[Start of Attachment]

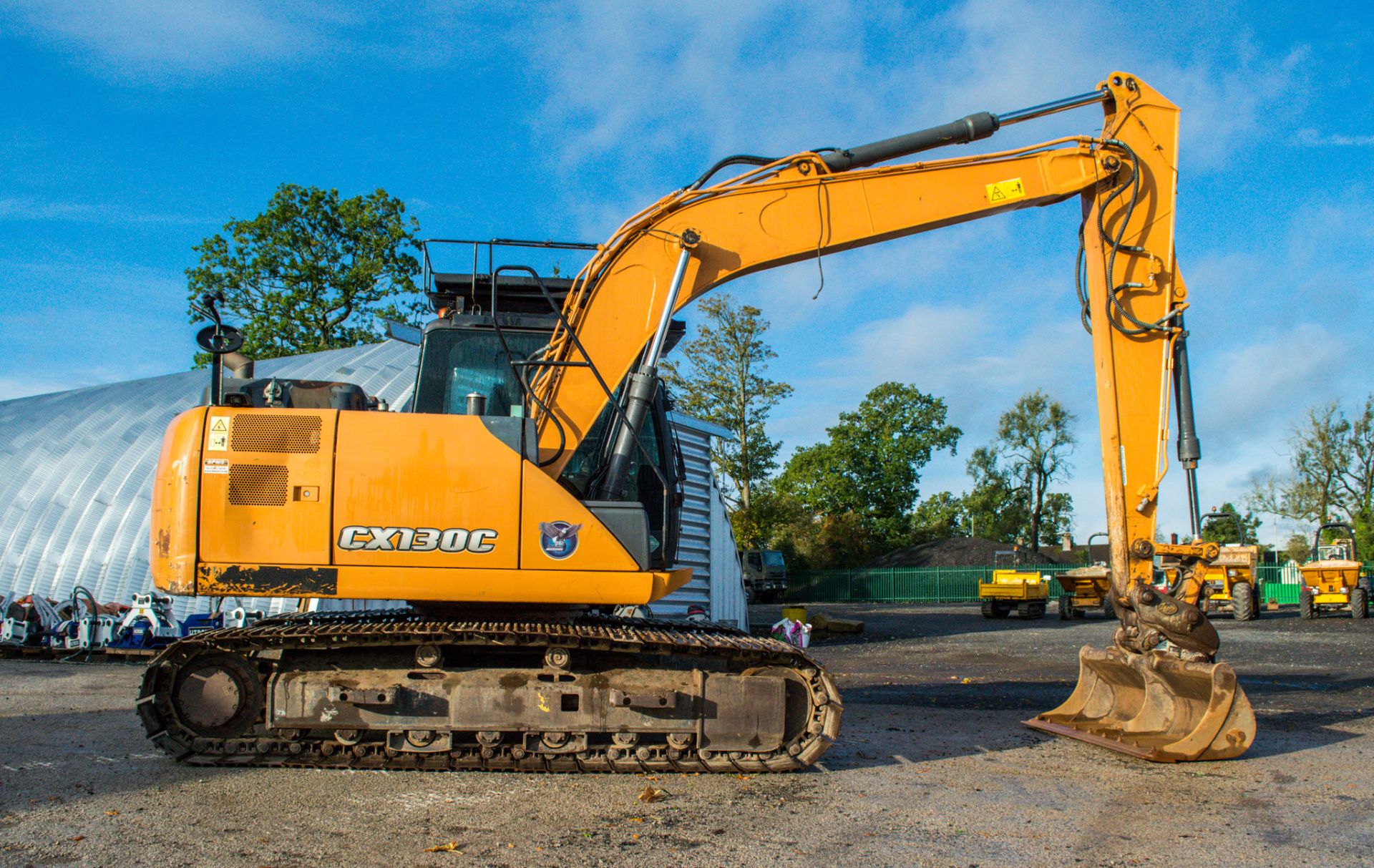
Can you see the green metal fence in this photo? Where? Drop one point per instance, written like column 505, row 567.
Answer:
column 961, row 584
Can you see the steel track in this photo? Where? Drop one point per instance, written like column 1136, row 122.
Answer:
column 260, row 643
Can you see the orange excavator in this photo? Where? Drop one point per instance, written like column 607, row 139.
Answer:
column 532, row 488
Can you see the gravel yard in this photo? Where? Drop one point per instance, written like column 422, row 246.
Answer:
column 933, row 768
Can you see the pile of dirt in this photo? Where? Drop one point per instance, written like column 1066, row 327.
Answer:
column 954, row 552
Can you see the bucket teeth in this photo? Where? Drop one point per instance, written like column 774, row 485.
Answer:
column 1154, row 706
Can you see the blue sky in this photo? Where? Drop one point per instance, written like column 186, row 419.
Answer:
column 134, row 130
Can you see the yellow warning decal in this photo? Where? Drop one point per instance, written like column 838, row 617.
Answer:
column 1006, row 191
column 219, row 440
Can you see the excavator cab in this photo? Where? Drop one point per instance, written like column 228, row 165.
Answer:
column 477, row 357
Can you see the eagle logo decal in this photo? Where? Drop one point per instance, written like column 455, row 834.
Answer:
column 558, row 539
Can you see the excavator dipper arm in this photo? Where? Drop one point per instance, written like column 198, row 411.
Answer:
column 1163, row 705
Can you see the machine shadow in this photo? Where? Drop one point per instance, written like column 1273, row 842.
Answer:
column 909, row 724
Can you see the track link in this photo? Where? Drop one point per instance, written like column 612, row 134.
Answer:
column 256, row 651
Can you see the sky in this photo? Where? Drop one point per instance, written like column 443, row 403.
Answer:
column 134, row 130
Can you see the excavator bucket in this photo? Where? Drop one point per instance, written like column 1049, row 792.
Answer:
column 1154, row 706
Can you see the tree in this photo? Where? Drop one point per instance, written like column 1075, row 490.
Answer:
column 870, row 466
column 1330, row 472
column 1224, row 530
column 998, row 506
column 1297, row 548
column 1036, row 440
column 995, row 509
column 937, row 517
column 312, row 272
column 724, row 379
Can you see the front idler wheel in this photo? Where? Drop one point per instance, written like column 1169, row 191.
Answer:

[End of Attachment]

What you should do:
When a line of the records includes "decal", that line belongs in the answer.

Answer below:
Can you see the yellow warning decal in this photo? Where? Drop one point per instance, written like column 838, row 617.
Can you see the eagle logo decal in this photo? Where? Drop one point per instance, written like column 455, row 834.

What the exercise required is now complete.